やること
**A.** 国東で働く外科医の思い出をつづった文章から、「私は一般の消化器から、肺がん」で始まり「メラができんのはおかしいよ」」で終わる部分を一字も変えずに引用してください。
**B.** 国東での外科医としての歩みを書いた文章を、最後の文のあとから書き継いでください。

私は一般の消化器から、肺がん、消化器内視鏡など、外科医として一通りのことはしてきました。国東に来て2年目のころ、胃全摘した患者の経過が良くなくて亡くなりました。当時大腸内視鏡のできる医師は少数で、その患者が亡くなる前に私に言いました。「先生、これだけは言うちょくけど、この病院で大腸のカメラができんのはおかしいよ」

と。私はその足で北九州市立医療センターに勉強に行きました。また、国東は胆石や胆管がんの患者が多いのですが、ERCPをする医師がいなくなった時には自分で再開して年間100例前後行ない、EPBD、ESTもやりました。

佐賀大消化器外科教授をされている能城浩和先生とは肺がん手術やVATSを始めましたし、多くの後輩たちと共に相当数の検査・手術をしてきました。これは、お任せしますと住民が言ってくださったからできたことであり、国東の皆さんにオールラウンドな外科医に育てられたのだと言えます。地元の人たちに育てていただいたのですから、頑張るほかありません。

抽出データ

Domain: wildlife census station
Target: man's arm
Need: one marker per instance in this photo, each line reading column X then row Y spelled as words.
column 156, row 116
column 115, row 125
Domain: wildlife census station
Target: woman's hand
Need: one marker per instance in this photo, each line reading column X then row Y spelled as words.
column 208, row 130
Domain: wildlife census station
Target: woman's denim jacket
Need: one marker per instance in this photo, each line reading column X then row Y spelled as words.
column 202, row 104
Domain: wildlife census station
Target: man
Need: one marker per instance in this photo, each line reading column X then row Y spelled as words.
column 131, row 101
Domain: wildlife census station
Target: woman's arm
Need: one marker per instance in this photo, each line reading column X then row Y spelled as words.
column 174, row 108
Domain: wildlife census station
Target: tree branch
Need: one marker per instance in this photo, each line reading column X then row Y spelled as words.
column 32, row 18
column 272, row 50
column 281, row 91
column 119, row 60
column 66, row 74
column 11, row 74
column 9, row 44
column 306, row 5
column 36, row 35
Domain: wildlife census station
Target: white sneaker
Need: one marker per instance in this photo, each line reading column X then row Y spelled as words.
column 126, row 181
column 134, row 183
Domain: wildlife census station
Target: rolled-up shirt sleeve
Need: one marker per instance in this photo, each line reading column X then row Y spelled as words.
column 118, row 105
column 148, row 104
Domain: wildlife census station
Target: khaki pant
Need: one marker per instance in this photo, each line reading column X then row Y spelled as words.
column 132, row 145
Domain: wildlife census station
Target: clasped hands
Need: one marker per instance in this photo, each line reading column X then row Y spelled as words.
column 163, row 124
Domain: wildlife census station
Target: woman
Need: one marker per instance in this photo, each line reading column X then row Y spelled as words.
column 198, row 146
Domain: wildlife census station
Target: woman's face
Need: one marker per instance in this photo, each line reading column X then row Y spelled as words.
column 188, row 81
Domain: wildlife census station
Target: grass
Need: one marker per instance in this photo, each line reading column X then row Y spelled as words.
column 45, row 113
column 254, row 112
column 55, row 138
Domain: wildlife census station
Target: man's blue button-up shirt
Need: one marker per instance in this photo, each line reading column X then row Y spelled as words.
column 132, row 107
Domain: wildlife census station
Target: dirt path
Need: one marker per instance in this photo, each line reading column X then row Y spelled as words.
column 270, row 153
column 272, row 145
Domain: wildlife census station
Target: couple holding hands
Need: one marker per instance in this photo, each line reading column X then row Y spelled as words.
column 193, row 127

回答一覧
**A.**
私は一般の消化器から、肺がん、消化器内視鏡など、外科医として一通りのことはしてきました。国東に来て2年目のころ、胃全摘した患者の経過が良くなくて亡くなりました。当時大腸内視鏡のできる医師は少数で、その患者が亡くなる前に私に言いました。「先生、これだけは言うちょくけど、この病院で大腸のカメラができんのはおかしいよ」

**B.**
若い医師にも、この地で経験を積んでもらって臨床医としての評価を受けてほしい。「小医は病を癒し、中医は人を癒し、大医は国を癒す」という中国のことわざがありますが、病気だけではなく患者その人までも癒せる医師、そして、地域の医療を守る医師に育ってほしい。小医になれない人が中医、大医にはなれません。そこに行ってみなければ、やってみなければわからないのに、若い人は食わず嫌いが多い。

挑戦してみて、その上で合わないのなら恥じることはないのです。最初から救急医療や僻地医療がやりたいと大上段に構えて、疲れ果ててメンタルを病んで辞めていくなんて馬鹿げています。

私は高校まで国東で育ちました。父が当院の初代院長だったためで、子どものころから病院で遊んでいて、医師とチャンバラしていたことをよく覚えています。だから医師以外の職業は考えられませんでしたし、今では天職だと思っています。

周囲から将来医者になるんだねと言われ続けてきたので、自分の子どもにはそんな教育をしないようにしました(笑)。